Re: Analyzing foreign tables & memory problems

From: "Albe Laurenz" <laurenz(dot)albe(at)wien(dot)gv(dot)at>
To: "Noah Misch *EXTERN*" <noah(at)leadboat(dot)com>
Cc: <pgsql-hackers(at)postgresql(dot)org>
Subject: Re: Analyzing foreign tables & memory problems
Date: 2012-04-30 19:01:54
Message-ID: D960CB61B694CF459DCFB4B0128514C2049FCE85@exadv11.host.magwien.gv.at
Views: Raw Message | Whole Thread | Download mbox | Resend email
Thread:
Lists: pgsql-hackers

Noah Misch wrote:
>> During ANALYZE, in analyze.c, functions compute_minimal_stats
>> and compute_scalar_stats, values whose length exceed
>> WIDTH_THRESHOLD (= 1024) are not used for calculating statistics
>> other than that they are counted as "too wide rows" and assumed
>> to be all different.
>>
>> This works fine with regular tables;

>> With foreign tables the situation is different. Even though
>> values exceeding WIDTH_THRESHOLD won't get used, the complete
>> rows will be fetched from the foreign table. This can easily
>> exhaust maintenance_work_mem.

>> I can think of two remedies:
>> 1) Expose WIDTH_THRESHOLD in commands/vacuum.h and add documentation
>> so that the authors of foreign data wrappers are aware of the
>> problem and can avoid it on their side.
>> This would be quite simple.

> Seems reasonable. How would the FDW return an indication that a value was
> non-NULL but removed due to excess width?

The FDW would return a value of length WIDTH_THRESHOLD+1 that is
long enough to be recognized as too long, but not long enough to
cause a problem.

> Not all databases can cheaply filter out wide column values; by the time the
> remote side has an exact width, the remote I/O damage may already be done. To
> dodge that problem, when a column has "SET STATISTICS 0", the FDW should be
> able to completely omit reading it. (I haven't studied the API needs, if any,
> to make that possible.)

== Data ==
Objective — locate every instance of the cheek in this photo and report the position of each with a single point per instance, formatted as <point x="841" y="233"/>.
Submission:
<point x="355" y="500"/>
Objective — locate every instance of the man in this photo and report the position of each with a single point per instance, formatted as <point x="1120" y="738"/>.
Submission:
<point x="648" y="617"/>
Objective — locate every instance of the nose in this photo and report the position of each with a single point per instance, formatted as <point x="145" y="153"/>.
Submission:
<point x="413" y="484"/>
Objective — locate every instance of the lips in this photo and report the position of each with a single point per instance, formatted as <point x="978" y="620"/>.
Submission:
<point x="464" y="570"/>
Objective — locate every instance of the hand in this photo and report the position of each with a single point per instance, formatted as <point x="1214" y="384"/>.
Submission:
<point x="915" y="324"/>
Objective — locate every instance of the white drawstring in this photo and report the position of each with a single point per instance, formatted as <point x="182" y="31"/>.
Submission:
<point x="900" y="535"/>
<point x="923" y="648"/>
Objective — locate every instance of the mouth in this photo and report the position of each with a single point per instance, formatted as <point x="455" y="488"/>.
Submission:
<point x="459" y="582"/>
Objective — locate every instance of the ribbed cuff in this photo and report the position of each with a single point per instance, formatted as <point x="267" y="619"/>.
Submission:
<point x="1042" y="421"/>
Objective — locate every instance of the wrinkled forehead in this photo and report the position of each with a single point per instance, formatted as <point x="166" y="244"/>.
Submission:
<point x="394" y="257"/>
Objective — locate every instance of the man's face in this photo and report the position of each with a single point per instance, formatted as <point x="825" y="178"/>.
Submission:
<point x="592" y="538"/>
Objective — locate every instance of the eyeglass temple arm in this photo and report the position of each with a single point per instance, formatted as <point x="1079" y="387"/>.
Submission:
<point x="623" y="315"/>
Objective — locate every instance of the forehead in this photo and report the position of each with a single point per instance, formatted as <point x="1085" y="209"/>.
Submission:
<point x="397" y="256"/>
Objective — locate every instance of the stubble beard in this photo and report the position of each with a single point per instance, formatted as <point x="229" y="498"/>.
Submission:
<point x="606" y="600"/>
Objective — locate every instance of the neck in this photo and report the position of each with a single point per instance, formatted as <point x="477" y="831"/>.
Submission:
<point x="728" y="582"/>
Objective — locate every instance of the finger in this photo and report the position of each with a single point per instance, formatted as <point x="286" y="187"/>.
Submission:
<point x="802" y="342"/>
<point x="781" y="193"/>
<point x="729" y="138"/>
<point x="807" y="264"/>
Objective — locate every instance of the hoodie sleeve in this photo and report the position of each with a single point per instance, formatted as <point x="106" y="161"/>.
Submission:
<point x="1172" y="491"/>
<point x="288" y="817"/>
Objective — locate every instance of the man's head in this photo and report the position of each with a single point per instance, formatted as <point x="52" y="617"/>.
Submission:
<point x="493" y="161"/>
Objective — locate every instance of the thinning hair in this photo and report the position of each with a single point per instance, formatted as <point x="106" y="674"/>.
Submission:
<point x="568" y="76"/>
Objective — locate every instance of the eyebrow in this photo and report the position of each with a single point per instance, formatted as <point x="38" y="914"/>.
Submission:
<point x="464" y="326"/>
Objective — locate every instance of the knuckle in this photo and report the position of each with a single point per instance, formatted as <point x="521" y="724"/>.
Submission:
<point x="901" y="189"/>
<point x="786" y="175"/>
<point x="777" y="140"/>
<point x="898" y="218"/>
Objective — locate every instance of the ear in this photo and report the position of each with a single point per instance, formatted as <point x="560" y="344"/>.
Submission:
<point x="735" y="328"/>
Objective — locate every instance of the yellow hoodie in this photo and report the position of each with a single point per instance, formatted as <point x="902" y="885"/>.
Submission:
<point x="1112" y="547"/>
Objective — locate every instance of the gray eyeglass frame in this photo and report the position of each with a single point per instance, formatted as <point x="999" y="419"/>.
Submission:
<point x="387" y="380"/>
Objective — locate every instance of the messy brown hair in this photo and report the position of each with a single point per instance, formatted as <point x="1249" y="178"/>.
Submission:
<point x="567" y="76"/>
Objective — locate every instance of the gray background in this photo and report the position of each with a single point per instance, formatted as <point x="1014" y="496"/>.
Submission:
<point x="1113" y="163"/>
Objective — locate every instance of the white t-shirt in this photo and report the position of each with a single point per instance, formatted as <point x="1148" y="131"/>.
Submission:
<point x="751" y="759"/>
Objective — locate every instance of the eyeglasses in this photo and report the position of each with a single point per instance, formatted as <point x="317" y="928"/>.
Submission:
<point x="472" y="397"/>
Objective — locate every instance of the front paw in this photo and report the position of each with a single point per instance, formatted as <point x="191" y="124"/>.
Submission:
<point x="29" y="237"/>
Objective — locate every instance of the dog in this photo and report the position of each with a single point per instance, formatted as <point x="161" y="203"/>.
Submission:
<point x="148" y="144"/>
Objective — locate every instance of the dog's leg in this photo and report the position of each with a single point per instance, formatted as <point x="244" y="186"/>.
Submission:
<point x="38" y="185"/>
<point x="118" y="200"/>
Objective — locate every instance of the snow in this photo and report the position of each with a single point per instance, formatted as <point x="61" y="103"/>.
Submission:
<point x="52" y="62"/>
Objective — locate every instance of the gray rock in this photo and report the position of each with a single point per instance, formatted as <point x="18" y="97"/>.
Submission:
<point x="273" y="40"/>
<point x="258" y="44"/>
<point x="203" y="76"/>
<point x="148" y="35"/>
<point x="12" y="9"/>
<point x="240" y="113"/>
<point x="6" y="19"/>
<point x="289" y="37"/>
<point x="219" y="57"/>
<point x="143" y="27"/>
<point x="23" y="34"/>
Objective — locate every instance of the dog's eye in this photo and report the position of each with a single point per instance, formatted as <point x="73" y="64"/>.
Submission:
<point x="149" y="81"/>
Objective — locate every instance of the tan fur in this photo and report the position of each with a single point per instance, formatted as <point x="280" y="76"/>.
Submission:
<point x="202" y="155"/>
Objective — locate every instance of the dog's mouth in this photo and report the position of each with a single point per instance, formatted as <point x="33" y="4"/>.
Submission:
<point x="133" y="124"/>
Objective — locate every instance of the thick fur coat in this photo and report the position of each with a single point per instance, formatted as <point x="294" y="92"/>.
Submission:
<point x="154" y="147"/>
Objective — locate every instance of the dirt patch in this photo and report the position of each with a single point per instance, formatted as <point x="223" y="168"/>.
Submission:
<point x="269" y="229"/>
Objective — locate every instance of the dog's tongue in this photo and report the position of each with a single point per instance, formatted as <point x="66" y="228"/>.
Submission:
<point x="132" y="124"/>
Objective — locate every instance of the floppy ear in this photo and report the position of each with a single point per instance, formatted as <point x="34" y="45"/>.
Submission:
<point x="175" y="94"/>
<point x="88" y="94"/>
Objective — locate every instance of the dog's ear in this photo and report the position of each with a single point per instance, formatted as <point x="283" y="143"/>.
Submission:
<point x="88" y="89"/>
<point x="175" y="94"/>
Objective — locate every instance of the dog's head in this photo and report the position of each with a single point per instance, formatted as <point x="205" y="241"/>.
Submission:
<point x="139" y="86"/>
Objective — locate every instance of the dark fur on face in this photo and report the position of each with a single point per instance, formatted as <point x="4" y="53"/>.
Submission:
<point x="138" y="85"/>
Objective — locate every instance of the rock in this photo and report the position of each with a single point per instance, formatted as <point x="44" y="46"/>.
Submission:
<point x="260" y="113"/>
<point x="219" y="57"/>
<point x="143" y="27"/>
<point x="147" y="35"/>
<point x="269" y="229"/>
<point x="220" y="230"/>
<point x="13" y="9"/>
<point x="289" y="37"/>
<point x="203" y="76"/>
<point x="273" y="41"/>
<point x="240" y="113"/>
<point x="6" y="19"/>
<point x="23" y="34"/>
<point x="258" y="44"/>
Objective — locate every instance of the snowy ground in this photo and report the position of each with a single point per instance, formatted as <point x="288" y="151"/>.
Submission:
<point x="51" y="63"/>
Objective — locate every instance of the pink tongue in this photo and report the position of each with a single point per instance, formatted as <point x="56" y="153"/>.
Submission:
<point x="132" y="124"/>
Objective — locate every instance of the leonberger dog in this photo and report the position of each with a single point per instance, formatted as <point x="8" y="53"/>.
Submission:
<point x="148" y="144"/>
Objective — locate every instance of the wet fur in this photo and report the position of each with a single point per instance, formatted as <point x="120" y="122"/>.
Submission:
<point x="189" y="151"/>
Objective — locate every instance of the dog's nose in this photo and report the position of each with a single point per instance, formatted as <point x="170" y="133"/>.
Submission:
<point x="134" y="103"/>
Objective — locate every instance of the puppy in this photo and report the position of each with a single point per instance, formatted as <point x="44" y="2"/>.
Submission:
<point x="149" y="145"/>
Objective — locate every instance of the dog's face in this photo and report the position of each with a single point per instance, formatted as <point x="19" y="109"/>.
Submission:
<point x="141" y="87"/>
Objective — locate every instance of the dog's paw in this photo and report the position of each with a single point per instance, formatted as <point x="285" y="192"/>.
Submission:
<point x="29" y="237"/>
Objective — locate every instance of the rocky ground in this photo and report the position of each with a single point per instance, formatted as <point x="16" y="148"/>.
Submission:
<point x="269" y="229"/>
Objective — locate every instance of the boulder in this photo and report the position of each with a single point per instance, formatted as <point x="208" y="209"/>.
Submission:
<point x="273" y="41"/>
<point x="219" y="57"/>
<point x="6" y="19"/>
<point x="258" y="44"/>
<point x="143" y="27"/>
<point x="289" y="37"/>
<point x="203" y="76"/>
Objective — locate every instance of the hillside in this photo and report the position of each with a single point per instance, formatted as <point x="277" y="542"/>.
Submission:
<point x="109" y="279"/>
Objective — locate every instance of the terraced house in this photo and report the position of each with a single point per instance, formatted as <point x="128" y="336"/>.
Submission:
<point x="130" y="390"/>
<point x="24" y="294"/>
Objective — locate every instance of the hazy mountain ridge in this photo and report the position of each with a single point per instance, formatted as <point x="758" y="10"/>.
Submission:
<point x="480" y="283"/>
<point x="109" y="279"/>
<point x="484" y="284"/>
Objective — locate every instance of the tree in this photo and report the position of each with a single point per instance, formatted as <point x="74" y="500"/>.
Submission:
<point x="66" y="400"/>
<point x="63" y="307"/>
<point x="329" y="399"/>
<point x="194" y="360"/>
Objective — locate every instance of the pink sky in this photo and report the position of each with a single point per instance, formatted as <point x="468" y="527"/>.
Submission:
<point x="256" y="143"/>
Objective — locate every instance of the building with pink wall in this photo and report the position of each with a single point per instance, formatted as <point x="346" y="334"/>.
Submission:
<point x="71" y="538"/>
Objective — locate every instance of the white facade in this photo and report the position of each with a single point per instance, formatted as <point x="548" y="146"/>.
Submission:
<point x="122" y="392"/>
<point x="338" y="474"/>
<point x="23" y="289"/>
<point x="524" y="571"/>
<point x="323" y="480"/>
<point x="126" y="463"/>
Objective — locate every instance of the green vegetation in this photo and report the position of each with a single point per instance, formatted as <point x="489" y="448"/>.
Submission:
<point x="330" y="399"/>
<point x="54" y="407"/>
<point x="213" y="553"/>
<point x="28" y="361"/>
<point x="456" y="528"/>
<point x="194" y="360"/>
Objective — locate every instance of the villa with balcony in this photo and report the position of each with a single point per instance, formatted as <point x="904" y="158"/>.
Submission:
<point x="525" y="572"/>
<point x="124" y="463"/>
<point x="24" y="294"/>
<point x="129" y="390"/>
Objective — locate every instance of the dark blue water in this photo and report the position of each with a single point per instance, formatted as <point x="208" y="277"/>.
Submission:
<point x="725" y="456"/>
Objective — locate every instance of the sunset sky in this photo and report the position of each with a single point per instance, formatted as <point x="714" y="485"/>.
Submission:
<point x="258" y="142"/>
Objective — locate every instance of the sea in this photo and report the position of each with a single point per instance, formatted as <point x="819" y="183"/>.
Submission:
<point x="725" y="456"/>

== What you need to do ==
Carry on the mailing-list reply about foreign tables and memory problems during ANALYZE, beginning after its final quoted paragraph.

== Task result ==
Depending on the capabilities of the remote side, a FDW can
do more or less intelligent things to avoid the problem.
But it must know WIDTH_THRESHOLD.

Disabling statistics for a column as a workaround is an
interesting idea, but would be more work for the FDW writer
and the user.

>> 2) Instead of one callback that returns all sample rows, have
>> a callback that just returns the next table row (or the next
>> table row from a subset of the pages of the table in the
>> internal case). This function could be called in a short-lived
>> memory context. Vitter's algorithm for selecting a sample
>> and the truncation of excessively long values would then be
>> handled in analyze.c.
>> This would avoid the problem completely and make it easier
>> to write a foreign data wrapper.

> This solves the (in your downthread example) 30 GiB of memory consumption, but
> you'll still read 30 GiB on the remote side and ship it all over the network.
> To call this fixed, we'll need something like (1) that lets the FDW limit
> volume at the remote side.

You are right. I guess the first idea is the more promising one.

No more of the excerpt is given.